===== Excerto para leitura

Acórdão nº 25/09.0TAVGS.C1 de Court of Appeal of Coimbra (Portugal), 14 de Julho de 2010
Magistrado Responsável | PAULO VALÉRIO |
Data da Resolução | 14 de Julho de 2010 |
Emissor | Court of Appeal of Coimbra (Portugal) |
Em conferência na 5.ª secção criminal do Tribunal da Relação de Coimbra 1- No juízo de média instância criminal de Vagos- Comarca do Baixo Vouga, no processo acima identificado, foi, a fls 38 sgs, proferido despacho judicial rejeitando a acusação do Ministério Publico contra um determinado arguido pela prática de um crime de desobediência, por se ter entendido que os factos acusados não podiam integrar aquele tipo legal.
2- O magistrado do Ministério Público na 1.ª instância recorre, concluindo deste modo : Decorre dos elementos carreados para os presentes autos que na sentença proferida nos autos de Processo Especial Sumário n.° 46/08.00AVGS, foi cominado com o crime de desobediência a falta da entrega da carta de condução pelo arguido, no prazo de dez dias após o trânsito, o qual ocorreu em 07/03/2008.
Com o trânsito em julgado da sentença dos autos de Processo Especial Sumário n.° 46/08.OGAVGS, consolidaram-se na Ordem Jurídica todos os efeitos penais dali decorrentes, nos termos do artigo 467°, n.° 1, do Código de Processo Penal.
Não devia o Tribunal considerar não ser legítima nem emanar de autoridade competente aquela cominação com a prática de um crime de desobediência, nos termos do art. 348°, n.° 1, alínea b), do Código Penal, pela falta de entrega da carta de condução no prazo de dez dias após o trânsito.
Não será de efectuar uma interpretação minimalista do artigo 348°, n.° 1, alínea b) do Código Penal, pois, caso contrário, estar-se-ia a esvaziar a norma nos casos em que a advertência é feita, como o foi na sentença condenatória proferida no Processo Especial Sumário n.° 46/08.OGAVGS, a fim de garantir o cumprimento da pena acessória por parte do arguido e, nessa medida, proteger a autonomia intencional do Estado de Direito.
O crime de desobediência consumou-se com a omissão do acto determinado, consubstanciada, in casu, com a falta de entrega da carta de condução pelo arguido no prazo de dez dias após o trânsito.
Se se entender que não é legítimo ao Tribunal cominar a falta de entrega da carta de condução com a prática do crime de desobediência, e se o arguido recusasse a entrega da carta perante a autoridade policial, nos termos do artigo 500°, n.° 3, do Código de Processo Penal, não haveria quaisquer consequências para o incumprimento.
Com efeito, se o Tribunal não puder, desde logo, no acórdão condenatório, cominar com a prática de crime a falta de entrega da carta de condução, também a autoridade policial, num segundo momento que viesse a ocorrer e na sequência do artigo 500°, n.° 3, do Código de Processo Penal, não poderia cominar com tal crime a eventual e reiterada falta de entrega daquele documento por parte do arguido perante as autoridades policiais.
A conduta do arguido de não entrega voluntária da carta e não se logrando proceder à apreensão daquele documento nos termos do artigo 500°, n.° 3, do Código de Processo Penal, cominaria na ausência de quaisquer consequências para a recusa do arguido em cumprir a pena acessória a que está obrigado.

==========
===== Listagem

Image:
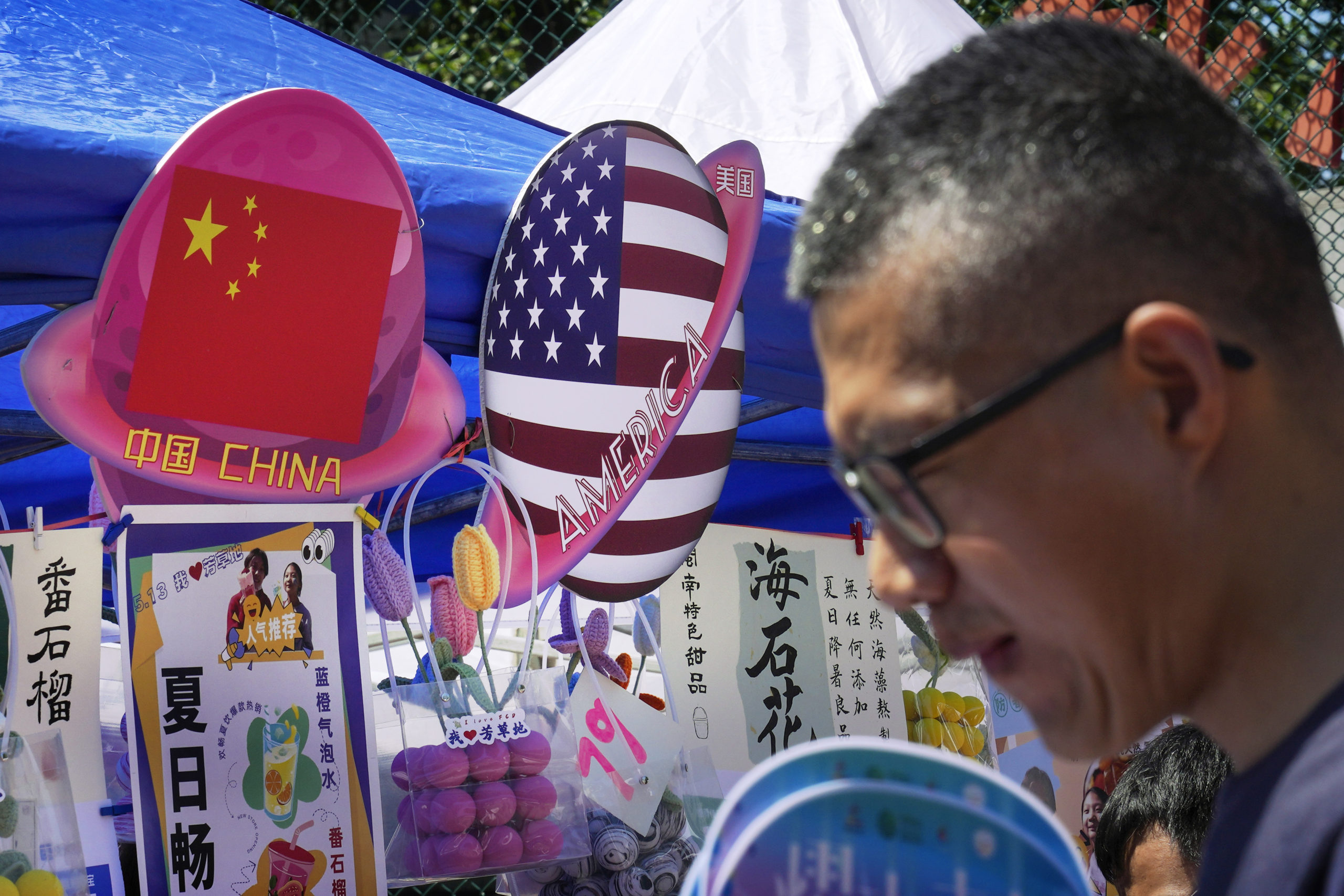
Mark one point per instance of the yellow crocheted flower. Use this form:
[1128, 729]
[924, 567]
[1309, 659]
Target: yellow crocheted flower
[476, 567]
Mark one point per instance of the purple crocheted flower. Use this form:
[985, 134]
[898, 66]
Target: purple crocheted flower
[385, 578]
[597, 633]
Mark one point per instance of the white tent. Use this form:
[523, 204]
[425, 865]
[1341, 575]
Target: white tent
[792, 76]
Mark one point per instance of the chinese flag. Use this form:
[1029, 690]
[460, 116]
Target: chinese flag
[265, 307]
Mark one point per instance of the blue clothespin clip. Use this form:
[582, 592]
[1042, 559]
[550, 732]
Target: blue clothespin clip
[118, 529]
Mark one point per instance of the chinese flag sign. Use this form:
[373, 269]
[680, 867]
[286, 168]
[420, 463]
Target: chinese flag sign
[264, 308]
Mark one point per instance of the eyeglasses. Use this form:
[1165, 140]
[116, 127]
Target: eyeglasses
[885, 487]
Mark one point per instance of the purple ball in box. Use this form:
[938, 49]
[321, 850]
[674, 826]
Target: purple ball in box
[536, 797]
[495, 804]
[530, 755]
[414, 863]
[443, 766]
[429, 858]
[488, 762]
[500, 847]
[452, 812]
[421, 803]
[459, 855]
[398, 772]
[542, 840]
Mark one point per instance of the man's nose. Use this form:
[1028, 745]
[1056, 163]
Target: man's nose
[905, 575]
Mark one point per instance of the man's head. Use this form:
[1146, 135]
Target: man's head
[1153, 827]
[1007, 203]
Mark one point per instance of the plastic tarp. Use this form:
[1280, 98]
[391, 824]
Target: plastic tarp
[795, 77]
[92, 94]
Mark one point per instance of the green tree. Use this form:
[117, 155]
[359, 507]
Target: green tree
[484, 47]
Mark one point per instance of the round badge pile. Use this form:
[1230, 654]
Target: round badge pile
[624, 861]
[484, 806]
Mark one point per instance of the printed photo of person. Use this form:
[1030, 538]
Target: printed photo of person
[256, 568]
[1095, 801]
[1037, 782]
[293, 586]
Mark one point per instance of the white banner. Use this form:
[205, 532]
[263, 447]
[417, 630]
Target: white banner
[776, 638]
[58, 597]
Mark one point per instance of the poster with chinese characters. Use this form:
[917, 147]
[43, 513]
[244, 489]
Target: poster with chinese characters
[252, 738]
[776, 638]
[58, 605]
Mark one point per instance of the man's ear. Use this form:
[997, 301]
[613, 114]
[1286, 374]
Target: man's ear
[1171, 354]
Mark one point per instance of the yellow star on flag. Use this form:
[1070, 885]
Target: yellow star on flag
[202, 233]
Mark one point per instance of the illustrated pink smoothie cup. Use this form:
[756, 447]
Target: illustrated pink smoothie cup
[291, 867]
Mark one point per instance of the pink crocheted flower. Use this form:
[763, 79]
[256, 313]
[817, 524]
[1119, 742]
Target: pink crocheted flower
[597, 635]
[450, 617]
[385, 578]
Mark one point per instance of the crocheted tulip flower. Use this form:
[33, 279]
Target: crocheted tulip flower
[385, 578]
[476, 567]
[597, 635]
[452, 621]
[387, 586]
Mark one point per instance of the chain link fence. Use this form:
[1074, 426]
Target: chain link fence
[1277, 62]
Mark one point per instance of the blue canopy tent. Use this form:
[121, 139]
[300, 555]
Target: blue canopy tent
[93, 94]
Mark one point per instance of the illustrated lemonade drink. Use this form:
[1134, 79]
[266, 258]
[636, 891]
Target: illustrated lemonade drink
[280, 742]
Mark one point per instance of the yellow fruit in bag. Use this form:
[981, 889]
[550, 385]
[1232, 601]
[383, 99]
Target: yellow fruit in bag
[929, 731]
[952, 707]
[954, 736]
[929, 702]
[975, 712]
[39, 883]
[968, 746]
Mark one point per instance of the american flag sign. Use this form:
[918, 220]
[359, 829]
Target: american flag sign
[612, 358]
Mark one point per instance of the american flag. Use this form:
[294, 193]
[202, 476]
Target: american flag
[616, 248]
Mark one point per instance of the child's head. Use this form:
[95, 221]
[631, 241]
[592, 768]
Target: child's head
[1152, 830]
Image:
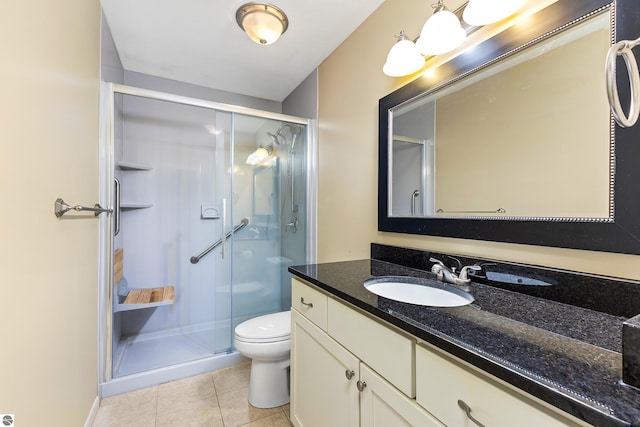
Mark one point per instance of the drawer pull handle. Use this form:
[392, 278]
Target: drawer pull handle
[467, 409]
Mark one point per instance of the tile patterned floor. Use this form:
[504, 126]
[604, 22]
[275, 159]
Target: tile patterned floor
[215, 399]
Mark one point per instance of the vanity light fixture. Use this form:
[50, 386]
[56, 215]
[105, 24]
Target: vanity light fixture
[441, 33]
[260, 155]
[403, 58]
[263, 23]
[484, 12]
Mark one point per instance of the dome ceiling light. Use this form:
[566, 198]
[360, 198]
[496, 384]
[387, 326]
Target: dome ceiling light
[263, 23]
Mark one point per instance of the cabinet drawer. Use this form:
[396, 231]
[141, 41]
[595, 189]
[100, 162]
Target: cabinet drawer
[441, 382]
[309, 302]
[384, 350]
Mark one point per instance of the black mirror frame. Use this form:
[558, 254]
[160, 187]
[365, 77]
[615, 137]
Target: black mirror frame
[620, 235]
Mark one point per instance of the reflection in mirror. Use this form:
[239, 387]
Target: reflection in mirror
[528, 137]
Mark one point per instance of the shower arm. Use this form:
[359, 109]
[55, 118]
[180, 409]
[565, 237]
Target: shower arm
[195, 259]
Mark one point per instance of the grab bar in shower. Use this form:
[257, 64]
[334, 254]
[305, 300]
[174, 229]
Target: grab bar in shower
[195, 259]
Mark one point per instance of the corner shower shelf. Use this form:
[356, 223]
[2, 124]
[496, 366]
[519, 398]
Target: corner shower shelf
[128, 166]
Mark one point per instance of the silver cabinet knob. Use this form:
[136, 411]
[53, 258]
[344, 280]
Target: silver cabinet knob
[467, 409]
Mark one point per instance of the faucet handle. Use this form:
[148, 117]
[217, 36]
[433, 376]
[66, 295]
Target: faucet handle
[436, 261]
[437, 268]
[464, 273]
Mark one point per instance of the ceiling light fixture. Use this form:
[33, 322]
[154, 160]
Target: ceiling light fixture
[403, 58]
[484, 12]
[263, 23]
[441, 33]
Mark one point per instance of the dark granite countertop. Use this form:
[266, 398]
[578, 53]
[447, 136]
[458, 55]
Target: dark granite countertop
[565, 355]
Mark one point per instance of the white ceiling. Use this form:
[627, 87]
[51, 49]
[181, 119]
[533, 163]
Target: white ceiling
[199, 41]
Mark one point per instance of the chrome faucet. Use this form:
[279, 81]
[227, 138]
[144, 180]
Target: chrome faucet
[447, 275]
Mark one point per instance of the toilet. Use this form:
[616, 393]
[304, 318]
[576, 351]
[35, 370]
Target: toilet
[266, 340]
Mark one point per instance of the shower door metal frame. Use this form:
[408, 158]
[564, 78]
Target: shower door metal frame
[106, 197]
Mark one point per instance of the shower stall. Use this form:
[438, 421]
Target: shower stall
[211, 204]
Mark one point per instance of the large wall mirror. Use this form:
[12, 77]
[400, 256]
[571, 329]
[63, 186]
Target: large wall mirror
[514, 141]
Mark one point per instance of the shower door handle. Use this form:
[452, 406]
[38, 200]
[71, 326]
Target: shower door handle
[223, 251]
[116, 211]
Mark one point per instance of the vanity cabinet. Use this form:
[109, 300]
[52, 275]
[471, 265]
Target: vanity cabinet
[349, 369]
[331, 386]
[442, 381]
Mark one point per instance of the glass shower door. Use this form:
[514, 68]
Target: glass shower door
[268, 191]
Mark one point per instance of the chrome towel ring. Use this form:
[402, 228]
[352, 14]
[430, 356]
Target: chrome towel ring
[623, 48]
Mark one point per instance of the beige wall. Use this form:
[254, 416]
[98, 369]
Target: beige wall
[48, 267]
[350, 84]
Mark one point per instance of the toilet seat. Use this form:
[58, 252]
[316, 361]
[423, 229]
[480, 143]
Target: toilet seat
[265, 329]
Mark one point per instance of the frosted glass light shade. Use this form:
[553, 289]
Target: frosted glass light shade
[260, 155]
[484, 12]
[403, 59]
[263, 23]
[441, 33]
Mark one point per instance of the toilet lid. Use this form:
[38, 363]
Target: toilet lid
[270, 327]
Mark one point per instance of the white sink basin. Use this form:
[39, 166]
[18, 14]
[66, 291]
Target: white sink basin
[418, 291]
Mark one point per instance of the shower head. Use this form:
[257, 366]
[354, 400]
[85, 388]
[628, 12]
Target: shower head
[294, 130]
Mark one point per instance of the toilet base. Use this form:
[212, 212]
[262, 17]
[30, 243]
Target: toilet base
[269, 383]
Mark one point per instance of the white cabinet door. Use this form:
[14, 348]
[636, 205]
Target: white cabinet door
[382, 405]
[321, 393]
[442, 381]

==========

▶ [Enunciado A]: Passe para inglês esta frase do acórdão: "O crime de desobediência consumou-se com a omissão do acto determinado, consubstanciada, in casu, com a falta de entrega da carta de condução pelo arguido no prazo de dez dias após o trânsito."
▶ [Enunciado B]: Reproduza o trecho do acórdão entre "Não será de" e "arguido no prazo de dez dias após o trânsito.", inclusive.

▶ [Resposta A]: The crime of disobedience was consummated by the omission of the ordered act, embodied, in this case, in the defendant's failure to surrender the driving license within ten days after the judgment became final.

▶ [Resposta B]:
Não será de efectuar uma interpretação minimalista do artigo 348°, n.° 1, alínea b) do Código Penal, pois, caso contrário, estar-se-ia a esvaziar a norma nos casos em que a advertência é feita, como o foi na sentença condenatória proferida no Processo Especial Sumário n.° 46/08.OGAVGS, a fim de garantir o cumprimento da pena acessória por parte do arguido e, nessa medida, proteger a autonomia intencional do Estado de Direito.
O crime de desobediência consumou-se com a omissão do acto determinado, consubstanciada, in casu, com a falta de entrega da carta de condução pelo arguido no prazo de dez dias após o trânsito.